**Problems**
• A. Which things does the Trello article say you can add or set on a card to make tracking easier?
• B. According to the Trello article, what does Trello call issues?
• C. Can you continue the Trello article from where it stops, picking up the list of tips after the second one?

**Page text**
We finally made a decision.

Enter Trello.

Trello changed the issue tracking organism into a vibrant, colorful experience. An incredible load was lifted.

We used the Trello API to automatically create issues (in Trello’s language: cards) whenever they are reported through the developer or support forums.

trello board widgets
One of our Trello Boards that help us Track Widget Issues

I’ve seen a lot of articles on how to best to use Trello. But I would advise that you jump in and get started. It is highly customizable. You can make things work exactly as you’d like.

The best part of Trello is that you can have engaging conversations as you track an issue. You can even add checklists, set due dates and labels to make tracking easier.

trello board tracking

Find ways of making the collaborative experience unique and enjoyable. It does not have to be a rigid system that works like an if -else statement.

Here are some good tips you can adopt:

  1. Use an online collaborative environment that is highly customizable by each team member.
  2. Use vibrant colors and logos to caption issues.

**Information shown**
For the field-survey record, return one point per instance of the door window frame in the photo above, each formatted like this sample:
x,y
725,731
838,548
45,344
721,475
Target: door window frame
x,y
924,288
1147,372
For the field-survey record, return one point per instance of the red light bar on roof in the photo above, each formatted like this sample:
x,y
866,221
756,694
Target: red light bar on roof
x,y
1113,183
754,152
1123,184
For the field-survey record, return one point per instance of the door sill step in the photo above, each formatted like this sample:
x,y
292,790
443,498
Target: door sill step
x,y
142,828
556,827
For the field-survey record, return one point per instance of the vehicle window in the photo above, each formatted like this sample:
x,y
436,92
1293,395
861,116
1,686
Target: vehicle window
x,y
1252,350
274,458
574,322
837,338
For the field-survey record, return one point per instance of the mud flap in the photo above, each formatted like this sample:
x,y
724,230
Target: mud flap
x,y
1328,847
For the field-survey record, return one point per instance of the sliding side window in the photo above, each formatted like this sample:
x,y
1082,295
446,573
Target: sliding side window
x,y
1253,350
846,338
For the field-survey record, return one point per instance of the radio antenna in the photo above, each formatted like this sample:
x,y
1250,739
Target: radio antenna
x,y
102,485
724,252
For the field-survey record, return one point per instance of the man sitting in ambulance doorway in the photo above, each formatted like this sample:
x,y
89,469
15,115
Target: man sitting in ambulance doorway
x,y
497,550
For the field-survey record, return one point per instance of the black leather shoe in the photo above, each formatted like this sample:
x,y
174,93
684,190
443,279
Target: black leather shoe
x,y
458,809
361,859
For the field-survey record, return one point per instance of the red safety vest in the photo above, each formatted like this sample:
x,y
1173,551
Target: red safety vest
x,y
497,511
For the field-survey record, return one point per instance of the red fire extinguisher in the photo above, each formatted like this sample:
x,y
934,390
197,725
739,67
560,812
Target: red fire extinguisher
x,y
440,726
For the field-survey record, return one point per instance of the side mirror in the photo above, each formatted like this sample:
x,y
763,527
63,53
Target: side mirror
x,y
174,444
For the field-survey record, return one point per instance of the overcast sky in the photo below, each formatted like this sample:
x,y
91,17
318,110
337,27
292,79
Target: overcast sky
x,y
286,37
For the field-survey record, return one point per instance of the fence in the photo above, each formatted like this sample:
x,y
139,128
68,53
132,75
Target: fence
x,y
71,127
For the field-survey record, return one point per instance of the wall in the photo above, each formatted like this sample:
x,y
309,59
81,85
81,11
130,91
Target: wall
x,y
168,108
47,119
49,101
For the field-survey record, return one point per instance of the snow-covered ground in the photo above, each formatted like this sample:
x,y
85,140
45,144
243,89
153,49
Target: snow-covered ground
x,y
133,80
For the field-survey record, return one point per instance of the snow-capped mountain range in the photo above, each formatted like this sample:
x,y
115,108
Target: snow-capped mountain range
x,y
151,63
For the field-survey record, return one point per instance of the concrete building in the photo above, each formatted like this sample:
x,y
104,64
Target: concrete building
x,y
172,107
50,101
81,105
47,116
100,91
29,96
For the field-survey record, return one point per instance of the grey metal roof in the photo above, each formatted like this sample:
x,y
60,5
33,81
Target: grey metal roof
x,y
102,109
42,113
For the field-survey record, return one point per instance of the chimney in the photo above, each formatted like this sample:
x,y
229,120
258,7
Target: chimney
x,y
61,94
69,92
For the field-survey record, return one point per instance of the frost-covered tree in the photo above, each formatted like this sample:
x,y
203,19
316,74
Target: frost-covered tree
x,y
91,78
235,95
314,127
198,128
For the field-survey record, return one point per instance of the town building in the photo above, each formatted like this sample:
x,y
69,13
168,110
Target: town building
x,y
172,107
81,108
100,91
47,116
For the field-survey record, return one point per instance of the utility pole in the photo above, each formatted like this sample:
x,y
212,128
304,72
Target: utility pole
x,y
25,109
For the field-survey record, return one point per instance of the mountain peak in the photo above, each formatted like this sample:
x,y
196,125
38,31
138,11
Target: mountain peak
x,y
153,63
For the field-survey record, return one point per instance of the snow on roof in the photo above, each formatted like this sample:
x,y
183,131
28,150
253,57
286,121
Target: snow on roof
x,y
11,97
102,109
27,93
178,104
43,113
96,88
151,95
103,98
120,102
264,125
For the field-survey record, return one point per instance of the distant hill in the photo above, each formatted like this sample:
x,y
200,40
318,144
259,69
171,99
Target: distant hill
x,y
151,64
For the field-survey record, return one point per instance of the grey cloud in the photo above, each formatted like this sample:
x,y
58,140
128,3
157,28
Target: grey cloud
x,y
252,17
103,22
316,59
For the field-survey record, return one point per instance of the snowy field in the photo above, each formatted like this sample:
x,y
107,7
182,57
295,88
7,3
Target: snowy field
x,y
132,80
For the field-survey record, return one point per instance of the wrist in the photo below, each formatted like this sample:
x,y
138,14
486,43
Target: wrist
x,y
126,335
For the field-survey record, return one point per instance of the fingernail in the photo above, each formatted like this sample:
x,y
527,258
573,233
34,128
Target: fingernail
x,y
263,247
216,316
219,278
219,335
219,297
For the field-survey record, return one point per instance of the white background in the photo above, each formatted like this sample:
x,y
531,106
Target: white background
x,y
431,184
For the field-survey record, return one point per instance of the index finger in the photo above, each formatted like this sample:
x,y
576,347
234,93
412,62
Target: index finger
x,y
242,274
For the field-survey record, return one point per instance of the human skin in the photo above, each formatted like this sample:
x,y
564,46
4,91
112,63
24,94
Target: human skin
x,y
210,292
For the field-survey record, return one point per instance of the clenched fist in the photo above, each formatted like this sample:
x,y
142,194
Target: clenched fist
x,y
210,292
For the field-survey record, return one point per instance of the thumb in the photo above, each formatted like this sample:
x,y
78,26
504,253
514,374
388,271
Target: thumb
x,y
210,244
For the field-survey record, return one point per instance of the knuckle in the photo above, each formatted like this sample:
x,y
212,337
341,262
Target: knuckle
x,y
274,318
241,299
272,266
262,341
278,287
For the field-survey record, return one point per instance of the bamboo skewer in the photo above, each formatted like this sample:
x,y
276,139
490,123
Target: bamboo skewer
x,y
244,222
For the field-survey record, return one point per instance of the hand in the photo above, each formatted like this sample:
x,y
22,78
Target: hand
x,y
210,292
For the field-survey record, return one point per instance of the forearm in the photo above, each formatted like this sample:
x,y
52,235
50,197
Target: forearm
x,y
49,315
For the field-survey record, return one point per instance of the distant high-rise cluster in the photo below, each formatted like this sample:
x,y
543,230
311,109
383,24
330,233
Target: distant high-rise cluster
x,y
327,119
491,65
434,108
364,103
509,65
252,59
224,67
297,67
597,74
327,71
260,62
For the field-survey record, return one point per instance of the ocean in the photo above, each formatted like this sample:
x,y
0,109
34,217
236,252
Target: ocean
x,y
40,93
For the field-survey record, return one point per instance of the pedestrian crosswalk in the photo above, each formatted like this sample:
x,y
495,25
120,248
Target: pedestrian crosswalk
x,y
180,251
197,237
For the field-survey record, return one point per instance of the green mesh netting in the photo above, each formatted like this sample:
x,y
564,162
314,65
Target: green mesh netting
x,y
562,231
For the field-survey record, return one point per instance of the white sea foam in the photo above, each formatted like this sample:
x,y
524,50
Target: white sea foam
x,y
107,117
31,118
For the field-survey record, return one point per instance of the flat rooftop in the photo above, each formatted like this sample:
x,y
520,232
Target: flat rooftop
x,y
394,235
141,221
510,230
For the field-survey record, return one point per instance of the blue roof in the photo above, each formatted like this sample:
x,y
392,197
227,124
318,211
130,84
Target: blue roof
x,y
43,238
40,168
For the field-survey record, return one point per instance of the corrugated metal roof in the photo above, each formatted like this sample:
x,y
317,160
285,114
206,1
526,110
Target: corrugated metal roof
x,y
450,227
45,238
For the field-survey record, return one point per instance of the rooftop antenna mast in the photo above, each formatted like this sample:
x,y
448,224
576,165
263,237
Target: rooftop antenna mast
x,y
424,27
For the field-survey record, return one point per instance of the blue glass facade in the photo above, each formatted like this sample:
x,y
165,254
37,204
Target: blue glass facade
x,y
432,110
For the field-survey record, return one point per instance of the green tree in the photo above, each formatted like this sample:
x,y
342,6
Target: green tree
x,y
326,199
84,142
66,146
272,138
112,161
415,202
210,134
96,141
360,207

**Expected results**
• A. Checklists, due dates, labels

• B. Cards

• C.
  3. Always use screenshots and screen-casts.
  4. Always express gratitude with every progress.
  5. Use a smiling profile picture on your collaboration system(You’d be surprised how effective this is)
  6. Don’t be in a hurry. Everyone is in a different time zone, so patience pays.

Lesson 3: Keep Your Objective Clear

Ever since the Widgets Team was formed last year (2014), the objective has not changed. It remains simple and clear.

We address all reported bugs first, then work on additional features and improvements.

For each widget, live updates are not published to production servers until they meet some basic checks:

  1. Functionality and visual compatibility to Internet Explorer 8+, the latest versions of Mozilla Firefox, Google Chrome, Opera and Safari.
  2. Compatibility with core Jotform features like the form page and section breaks, field validations and errors, conditional logic(to a reasonable extent) and form logic and calculations(also to a reasonable extent).
  3. A solid out-of-the-box UI design that works for most form designs.

The team has internalized these basic checks and stops, which has become part of the work culture.

Keeping simple and clear objectives greatly reduces the possibility of confusion. When clear direction on a particular issue is not immediately apparent, the objective is.

Make sure the role of each team member is clear (use a workflow).

Create and update technical guides and documentation for quick reference.

This makes reviewing changes less than difficult.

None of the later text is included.